# Problem
Can you reproduce the records starting at the line that contains "line as [38,303]." and ending at the line that contains "Category: brown hair", substituting "striped tie" for "tie stripe" and leaving everything else unchanged?

(Stored records)
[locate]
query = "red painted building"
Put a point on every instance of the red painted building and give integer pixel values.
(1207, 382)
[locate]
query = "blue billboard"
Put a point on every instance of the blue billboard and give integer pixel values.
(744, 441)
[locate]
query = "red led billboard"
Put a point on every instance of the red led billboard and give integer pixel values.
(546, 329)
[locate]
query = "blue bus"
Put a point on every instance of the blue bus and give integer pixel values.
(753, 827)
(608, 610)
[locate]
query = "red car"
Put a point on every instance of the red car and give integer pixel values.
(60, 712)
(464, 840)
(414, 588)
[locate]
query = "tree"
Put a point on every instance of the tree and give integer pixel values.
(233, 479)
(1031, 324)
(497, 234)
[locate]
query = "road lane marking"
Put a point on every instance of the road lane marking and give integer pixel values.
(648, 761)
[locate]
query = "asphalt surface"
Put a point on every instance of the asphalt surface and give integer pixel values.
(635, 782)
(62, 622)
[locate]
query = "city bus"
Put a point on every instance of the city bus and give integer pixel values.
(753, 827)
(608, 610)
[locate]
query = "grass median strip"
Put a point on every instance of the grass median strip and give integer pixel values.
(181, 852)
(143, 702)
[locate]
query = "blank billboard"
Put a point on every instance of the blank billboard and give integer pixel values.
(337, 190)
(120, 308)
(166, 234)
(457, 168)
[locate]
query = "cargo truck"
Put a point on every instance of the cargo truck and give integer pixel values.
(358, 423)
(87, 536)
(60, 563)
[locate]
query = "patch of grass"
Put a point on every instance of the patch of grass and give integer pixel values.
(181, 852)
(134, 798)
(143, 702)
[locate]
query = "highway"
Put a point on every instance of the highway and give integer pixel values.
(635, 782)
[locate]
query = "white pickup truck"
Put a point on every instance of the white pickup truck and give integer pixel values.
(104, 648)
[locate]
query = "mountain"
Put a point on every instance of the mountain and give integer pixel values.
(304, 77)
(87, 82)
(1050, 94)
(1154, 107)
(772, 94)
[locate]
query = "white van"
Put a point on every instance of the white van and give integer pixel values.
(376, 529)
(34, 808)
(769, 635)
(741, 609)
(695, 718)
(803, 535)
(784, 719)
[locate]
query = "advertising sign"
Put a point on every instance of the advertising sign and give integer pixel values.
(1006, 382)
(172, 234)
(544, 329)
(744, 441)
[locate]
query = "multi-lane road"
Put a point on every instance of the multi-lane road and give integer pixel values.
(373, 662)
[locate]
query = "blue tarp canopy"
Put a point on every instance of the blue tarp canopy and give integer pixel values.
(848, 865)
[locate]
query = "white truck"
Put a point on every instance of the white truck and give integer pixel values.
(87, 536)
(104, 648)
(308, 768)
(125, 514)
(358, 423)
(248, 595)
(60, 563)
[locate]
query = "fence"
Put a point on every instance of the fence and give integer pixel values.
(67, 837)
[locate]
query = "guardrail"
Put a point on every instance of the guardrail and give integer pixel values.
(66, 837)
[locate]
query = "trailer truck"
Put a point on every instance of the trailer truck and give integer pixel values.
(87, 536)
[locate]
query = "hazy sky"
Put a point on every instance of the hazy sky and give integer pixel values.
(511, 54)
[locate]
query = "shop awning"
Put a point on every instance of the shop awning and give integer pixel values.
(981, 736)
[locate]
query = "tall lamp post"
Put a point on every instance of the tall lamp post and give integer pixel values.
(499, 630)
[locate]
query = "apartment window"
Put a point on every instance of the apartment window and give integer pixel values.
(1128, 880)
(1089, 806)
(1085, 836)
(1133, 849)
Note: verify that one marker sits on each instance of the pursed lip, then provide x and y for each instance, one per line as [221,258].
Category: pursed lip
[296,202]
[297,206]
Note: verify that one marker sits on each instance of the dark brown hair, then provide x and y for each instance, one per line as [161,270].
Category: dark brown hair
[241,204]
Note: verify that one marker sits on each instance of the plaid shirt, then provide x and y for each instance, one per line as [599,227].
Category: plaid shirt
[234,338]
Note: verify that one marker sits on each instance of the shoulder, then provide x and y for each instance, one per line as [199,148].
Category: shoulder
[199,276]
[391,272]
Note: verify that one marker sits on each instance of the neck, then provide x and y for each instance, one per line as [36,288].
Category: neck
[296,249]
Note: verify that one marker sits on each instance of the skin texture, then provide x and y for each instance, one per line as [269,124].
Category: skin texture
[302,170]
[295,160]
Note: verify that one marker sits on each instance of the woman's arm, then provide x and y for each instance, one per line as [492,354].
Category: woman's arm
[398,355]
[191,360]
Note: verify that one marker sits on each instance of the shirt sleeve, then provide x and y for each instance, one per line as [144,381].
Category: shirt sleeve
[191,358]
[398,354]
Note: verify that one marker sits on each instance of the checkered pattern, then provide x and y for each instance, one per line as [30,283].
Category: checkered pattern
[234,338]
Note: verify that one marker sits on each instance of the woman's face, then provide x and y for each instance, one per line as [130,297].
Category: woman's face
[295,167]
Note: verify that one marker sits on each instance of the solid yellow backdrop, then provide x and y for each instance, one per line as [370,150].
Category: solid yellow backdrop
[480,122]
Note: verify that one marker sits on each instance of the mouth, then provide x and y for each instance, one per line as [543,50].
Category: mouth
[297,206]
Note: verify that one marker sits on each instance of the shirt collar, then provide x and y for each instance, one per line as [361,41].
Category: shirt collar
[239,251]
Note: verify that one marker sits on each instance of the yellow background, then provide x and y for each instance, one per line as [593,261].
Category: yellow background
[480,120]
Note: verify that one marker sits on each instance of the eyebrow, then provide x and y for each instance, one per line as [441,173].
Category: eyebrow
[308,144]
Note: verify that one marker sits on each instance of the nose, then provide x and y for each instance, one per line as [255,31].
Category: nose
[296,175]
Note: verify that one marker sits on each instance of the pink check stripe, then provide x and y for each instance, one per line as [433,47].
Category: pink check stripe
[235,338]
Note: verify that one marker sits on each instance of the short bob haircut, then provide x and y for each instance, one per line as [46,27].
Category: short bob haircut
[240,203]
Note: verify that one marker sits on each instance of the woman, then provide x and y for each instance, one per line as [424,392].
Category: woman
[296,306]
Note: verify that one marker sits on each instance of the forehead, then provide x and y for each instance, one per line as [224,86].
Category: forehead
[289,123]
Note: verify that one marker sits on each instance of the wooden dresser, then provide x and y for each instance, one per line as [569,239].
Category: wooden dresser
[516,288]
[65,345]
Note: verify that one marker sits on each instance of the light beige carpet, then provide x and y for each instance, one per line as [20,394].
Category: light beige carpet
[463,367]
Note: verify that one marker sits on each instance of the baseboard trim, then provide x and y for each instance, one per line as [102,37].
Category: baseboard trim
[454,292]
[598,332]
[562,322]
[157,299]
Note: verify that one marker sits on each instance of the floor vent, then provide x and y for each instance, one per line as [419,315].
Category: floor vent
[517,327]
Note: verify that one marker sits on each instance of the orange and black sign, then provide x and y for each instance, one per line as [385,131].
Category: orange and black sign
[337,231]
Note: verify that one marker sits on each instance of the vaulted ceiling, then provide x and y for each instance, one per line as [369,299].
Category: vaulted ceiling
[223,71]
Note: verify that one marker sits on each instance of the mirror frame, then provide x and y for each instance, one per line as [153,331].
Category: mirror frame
* * *
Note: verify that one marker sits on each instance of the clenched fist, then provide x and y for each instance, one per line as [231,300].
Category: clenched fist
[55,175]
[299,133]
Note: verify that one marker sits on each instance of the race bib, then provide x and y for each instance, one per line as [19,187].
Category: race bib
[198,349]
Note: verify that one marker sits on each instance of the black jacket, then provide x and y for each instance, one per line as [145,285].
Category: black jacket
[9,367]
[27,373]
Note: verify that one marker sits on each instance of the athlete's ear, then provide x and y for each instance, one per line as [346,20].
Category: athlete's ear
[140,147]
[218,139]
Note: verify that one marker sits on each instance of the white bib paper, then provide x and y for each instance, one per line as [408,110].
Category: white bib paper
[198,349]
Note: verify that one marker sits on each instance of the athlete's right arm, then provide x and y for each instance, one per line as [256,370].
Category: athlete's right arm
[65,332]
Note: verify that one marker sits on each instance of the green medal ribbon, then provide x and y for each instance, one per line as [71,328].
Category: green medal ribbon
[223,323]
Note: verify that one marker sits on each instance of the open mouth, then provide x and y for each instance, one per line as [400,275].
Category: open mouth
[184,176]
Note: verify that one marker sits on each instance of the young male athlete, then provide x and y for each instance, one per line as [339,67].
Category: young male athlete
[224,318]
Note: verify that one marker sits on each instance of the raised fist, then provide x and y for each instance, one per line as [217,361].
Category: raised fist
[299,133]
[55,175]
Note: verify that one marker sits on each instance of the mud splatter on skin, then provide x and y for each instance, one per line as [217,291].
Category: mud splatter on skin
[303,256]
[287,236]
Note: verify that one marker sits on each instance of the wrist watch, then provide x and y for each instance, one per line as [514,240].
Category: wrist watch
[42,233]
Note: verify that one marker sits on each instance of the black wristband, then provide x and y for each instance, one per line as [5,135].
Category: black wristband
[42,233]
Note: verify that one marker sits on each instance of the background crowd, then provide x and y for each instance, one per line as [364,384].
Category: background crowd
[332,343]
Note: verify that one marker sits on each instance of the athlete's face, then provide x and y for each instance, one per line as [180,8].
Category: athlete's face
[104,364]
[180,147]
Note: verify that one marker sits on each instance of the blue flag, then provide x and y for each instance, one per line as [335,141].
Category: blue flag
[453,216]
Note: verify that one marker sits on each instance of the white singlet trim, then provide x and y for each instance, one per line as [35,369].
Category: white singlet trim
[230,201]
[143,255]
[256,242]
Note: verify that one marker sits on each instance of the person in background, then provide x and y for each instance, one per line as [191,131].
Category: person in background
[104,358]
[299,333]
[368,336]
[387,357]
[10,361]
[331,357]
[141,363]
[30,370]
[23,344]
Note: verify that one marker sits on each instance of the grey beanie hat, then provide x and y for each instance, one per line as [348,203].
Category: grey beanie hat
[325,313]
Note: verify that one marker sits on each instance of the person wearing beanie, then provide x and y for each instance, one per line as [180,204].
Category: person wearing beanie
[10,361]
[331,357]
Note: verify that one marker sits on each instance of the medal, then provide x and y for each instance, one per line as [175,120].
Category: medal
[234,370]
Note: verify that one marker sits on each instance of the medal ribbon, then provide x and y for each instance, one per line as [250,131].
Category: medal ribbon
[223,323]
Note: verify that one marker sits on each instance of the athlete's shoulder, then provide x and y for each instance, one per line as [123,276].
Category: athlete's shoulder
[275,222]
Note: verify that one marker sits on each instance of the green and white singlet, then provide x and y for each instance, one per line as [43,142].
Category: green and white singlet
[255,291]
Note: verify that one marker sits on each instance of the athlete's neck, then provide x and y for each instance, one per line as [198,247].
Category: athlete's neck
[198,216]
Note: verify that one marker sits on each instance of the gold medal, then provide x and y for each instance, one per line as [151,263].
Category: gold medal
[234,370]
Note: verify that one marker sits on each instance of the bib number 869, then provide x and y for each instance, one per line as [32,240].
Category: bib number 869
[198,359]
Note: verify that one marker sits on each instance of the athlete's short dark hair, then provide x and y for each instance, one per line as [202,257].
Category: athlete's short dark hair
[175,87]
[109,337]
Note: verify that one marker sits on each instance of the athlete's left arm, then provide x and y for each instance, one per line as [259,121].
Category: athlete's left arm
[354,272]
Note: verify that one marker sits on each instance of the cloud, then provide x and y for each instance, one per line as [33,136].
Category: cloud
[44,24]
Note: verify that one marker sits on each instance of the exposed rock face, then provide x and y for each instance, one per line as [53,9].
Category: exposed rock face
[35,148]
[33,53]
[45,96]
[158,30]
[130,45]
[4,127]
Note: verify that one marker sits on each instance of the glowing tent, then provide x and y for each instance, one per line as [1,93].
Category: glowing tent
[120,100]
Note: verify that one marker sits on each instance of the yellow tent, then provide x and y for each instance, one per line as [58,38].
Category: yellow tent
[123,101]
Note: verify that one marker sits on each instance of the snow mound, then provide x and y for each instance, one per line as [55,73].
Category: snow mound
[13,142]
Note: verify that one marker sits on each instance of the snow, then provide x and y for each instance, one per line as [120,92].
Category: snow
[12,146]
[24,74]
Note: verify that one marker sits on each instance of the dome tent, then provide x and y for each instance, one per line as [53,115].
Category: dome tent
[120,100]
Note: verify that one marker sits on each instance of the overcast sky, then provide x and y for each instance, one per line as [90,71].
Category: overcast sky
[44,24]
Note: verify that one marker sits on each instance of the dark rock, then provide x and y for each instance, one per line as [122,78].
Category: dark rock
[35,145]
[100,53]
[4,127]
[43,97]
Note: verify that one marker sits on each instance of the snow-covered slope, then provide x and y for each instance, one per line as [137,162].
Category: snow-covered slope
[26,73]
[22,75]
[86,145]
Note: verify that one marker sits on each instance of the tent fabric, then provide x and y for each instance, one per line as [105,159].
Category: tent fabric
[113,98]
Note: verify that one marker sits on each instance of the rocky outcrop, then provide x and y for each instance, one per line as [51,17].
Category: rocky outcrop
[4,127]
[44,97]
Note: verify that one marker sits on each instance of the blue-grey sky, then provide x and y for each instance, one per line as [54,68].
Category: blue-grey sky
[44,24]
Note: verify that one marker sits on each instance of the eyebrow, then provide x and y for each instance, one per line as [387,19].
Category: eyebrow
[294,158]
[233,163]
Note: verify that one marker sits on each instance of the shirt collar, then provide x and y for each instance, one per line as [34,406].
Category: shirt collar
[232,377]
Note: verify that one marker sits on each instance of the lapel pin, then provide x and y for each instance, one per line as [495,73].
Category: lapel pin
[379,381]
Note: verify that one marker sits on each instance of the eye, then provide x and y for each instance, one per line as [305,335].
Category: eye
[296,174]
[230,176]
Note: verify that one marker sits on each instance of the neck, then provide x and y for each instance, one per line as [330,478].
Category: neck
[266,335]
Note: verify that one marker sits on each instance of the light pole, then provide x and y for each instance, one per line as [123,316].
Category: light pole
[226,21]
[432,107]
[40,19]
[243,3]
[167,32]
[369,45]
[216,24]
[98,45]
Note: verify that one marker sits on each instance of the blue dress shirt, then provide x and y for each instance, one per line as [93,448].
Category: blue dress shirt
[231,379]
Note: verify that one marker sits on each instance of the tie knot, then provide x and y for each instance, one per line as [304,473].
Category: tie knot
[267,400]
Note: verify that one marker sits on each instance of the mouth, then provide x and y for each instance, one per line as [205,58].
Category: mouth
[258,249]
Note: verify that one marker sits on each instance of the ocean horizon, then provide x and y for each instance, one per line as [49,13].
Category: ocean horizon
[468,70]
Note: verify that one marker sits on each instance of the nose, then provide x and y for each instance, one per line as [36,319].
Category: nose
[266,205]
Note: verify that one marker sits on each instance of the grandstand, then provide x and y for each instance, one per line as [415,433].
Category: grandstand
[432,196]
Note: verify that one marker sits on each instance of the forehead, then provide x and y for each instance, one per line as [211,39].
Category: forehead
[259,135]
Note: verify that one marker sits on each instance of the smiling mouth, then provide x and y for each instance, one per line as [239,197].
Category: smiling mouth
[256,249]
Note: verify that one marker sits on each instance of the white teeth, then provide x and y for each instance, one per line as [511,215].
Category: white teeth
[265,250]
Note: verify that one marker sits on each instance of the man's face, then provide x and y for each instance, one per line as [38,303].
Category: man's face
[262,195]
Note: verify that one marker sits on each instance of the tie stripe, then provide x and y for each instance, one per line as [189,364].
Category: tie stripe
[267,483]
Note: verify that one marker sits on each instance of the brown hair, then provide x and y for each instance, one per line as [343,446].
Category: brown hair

# Solved exercise
Note: verify that one marker sits on each instance of the man's face, then provide x and y for each instance, one per line as [38,303].
Category: man's face
[262,195]
Note: verify that one marker sits on each instance of the striped tie, then provide x and y for each instance, one per line as [189,364].
Category: striped tie
[267,483]
Note: verify that one marker sits on each instance of the brown hair, then provide x and y for each instance, one per line as [343,446].
Category: brown hair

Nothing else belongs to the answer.